▶ **DATA**:

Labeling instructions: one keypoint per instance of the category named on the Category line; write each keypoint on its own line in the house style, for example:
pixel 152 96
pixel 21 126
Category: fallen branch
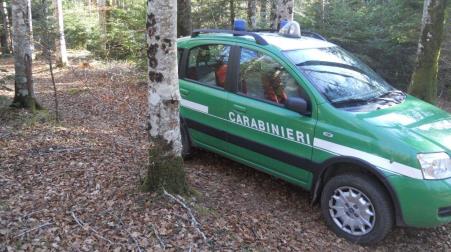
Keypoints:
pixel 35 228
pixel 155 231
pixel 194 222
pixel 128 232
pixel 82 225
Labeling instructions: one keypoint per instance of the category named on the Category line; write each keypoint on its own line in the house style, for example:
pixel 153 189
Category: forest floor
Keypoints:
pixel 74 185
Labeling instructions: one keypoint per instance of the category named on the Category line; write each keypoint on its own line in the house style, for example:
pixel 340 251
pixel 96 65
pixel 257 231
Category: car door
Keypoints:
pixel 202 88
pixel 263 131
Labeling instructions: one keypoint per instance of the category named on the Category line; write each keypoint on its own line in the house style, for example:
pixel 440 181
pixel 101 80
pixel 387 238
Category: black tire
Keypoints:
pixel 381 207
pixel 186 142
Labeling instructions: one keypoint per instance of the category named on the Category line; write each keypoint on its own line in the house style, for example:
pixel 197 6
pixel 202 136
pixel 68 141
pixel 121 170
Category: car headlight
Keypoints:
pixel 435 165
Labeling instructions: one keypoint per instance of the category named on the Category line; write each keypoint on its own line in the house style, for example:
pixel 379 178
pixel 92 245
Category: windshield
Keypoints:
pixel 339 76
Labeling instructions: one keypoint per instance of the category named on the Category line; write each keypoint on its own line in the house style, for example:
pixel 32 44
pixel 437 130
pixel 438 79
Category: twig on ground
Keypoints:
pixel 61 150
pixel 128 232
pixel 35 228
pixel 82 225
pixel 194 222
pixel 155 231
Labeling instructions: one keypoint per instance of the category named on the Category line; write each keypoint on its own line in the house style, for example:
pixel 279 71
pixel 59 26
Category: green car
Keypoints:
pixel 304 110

* * *

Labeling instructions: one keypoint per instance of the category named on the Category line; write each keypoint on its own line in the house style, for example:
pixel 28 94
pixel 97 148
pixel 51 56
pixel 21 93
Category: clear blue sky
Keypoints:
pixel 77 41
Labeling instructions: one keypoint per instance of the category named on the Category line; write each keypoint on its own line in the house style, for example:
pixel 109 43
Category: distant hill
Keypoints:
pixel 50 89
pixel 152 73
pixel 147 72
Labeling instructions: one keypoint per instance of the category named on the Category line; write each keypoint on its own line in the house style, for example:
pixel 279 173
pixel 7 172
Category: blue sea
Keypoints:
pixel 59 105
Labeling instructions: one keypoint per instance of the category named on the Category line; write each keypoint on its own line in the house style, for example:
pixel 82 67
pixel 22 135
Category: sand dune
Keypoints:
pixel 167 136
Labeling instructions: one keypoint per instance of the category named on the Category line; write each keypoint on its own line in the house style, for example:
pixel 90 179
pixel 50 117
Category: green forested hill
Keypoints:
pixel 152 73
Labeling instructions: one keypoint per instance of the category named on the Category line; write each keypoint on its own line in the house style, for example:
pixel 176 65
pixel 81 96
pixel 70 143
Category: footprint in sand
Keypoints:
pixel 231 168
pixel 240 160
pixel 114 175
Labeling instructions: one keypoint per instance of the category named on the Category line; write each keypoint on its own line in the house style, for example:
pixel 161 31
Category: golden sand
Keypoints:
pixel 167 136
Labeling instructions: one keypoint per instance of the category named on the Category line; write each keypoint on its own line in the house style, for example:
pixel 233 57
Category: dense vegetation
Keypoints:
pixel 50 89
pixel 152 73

▶ **WORK INSTRUCTIONS**: Filter the data above, keeping only lines that include the string "blue".

▶ **ANSWER FOR THIS EXERCISE**:
Category: clear blue sky
Category: blue sea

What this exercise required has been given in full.